• SELECTED PASSAGE
We, of course, also have some of our own AI capabilities when it comes to what we call the Customer Decision Hub and what we call Process AI, which is not really a generative technology, but is also very powerful from both a benefit and a cost savings and a customer service perspective. I, you know, I feel really well equipped to be able to be a significant player. Not that we're gonna come up with something super general, right? 'Cause I think that's gonna be an insanely competitive space.

For the types of customers that we know we can serve, that have enterprise needs that actually fit perfectly with the types of things we're considering and doing, yeah, we're getting great feedback from the early clients we've shown this to, that, we're absolutely on the right track and gonna be delivering things this year that they would be excited to use.

Steve Enders (Equity Research Analyst)

Okay. Understood, appreciate the thoughts there. I guess maybe for Ken, you know, really good cash flow in the quarter. I mean, I think it kind of accounted for half of the initial guide that you put out for the year there. Was there anything, you know, one time in nature that maybe got pulled in, into the end of the quarter or anything that we should be thinking about it as we think about, you know, cash, the pace of cash flow throughout the rest of the year here going forward?

Ken Stillwell (COO and CFO)

Yeah, sure. Steve, just a reminder that typically our billings are higher in Q4 and Q1, which would mean that our, you know, our collections would be typically higher in Q4 and Q1. That said, we do have a lot of cash outlays in Q1 because like, for example, we have our annual CICP payment that goes out. It's a higher payment of a commission quarter typically, because Q4s are typically higher in bookings. There were some offsets to that, but I would say Q4 and Q1 are typically stronger free cash flow quarters, and Q2 and Q3 are typically less strong just because of the nature of our bookings and billings. That said, Q1 was very strong in terms of free cash flow.

Steve Enders (Equity Research Analyst)

Okay. Appreciate the answer there. Thanks again for taking the questions.

Ken Stillwell (COO and CFO)

Sure.

Operator (participant)

Next question, Jake Roberge with William Blair. Please go ahead.

Jake Roberge (Software Equity Research Analyst)

Hey, thanks for taking my questions. Alan, just wanted to dig deeper into your comment that generative AI could commoditize lower-end low-code use cases. Could you just talk a little bit more about why Pega's history in the AI world and its positioning in more mission-critical workflows help you really take advantage of the opportunities from the AI theme moving forward?

Alan Trefler (Founder and CEO)

Well, sure. I also can, you know, just explain why I think our positioning and our technology provides a moat that is consistent with our enterprise approach. You know, when Pega goes into a customer, the types of things we talk about with a "low-code customer," is we talk about building a low-code app factory. What does that mean? Well, that means they're able to build apps quickly, but it also means the apps have a structure that lets them be hooked together, that doesn't have them be really isolated things, and that also lets them leverage, you know, the other enterprise assets like the interfaces, like some of the controls, the other types of things that are gonna be either consistent or related across apps.

• GOAL
Please copy the earnings call transcript from "Next question, Jake" up to and including "theme moving forward?", swapping "William Blair" for "Morgan Stanley". The listing that comes next is separate material from the earnings call transcript.

• DATA PROVIDED
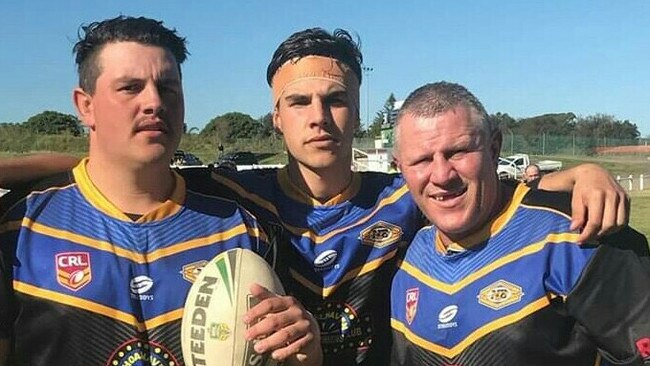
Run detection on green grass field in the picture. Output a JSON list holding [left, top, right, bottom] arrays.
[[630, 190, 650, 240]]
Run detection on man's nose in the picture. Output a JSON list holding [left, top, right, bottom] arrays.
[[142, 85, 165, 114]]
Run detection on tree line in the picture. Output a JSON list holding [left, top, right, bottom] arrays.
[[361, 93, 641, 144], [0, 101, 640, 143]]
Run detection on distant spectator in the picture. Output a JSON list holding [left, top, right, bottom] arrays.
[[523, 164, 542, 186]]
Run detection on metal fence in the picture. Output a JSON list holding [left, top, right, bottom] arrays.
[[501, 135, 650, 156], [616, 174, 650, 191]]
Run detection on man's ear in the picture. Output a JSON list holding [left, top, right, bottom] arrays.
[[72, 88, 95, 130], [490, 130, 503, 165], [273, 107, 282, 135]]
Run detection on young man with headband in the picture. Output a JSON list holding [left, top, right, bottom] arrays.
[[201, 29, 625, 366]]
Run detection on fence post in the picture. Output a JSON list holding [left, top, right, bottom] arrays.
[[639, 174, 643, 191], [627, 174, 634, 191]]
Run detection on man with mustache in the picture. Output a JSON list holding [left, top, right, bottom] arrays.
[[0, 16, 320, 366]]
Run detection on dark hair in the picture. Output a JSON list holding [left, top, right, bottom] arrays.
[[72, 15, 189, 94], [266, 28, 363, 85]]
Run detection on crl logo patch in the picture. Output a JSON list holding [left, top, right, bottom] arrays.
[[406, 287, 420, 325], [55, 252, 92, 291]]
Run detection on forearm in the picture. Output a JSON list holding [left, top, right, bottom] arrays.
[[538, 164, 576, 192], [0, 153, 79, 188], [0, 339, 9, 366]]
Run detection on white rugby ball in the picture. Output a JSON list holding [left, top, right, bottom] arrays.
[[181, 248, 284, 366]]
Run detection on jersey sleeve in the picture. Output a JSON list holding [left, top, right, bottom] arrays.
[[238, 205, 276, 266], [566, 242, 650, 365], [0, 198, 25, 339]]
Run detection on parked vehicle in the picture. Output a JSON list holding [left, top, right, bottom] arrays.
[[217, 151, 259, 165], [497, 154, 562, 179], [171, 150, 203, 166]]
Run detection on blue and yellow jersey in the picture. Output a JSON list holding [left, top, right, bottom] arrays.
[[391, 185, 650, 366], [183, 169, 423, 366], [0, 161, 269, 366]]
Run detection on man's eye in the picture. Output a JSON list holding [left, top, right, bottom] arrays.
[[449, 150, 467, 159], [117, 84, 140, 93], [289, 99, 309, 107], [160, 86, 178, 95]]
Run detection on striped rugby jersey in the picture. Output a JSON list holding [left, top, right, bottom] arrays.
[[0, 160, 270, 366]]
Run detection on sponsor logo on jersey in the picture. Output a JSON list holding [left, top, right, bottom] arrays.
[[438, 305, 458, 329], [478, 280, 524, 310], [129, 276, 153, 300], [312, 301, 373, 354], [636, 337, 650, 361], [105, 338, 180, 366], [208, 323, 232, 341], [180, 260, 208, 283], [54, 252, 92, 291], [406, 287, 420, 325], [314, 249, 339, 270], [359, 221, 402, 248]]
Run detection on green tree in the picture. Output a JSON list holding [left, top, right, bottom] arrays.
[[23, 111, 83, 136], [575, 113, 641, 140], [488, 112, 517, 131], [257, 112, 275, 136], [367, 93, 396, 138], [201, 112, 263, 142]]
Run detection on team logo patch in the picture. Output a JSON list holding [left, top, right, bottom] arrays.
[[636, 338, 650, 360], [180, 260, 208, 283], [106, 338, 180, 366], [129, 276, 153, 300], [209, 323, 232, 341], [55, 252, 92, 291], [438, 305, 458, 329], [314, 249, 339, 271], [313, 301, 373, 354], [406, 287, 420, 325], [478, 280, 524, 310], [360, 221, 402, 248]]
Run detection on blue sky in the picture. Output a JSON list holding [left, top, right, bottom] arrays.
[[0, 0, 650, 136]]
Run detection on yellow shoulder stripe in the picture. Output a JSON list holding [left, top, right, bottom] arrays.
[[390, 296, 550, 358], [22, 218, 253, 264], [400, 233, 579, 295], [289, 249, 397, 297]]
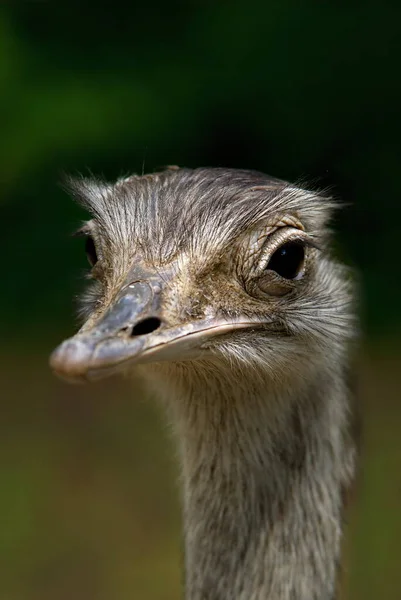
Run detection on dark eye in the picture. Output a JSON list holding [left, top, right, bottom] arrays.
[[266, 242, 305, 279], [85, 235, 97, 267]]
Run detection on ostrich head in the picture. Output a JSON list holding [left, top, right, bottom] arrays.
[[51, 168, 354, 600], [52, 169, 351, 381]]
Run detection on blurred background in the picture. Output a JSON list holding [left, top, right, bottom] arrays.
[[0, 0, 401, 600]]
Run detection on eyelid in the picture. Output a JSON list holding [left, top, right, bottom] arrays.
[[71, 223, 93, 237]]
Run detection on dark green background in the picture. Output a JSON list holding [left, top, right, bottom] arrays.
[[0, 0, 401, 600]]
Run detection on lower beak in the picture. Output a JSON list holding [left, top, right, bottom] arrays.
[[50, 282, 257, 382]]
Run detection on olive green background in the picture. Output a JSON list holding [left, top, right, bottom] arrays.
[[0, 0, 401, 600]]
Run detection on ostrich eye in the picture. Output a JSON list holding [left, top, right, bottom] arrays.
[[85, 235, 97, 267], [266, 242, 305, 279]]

• ANSWER TO THIS EXERCISE
Next question, Jake Roberge with Morgan Stanley. Please go ahead.

Jake Roberge (Software Equity Research Analyst)

Hey, thanks for taking my questions. Alan, just wanted to dig deeper into your comment that generative AI could commoditize lower-end low-code use cases. Could you just talk a little bit more about why Pega's history in the AI world and its positioning in more mission-critical workflows help you really take advantage of the opportunities from the AI theme moving forward?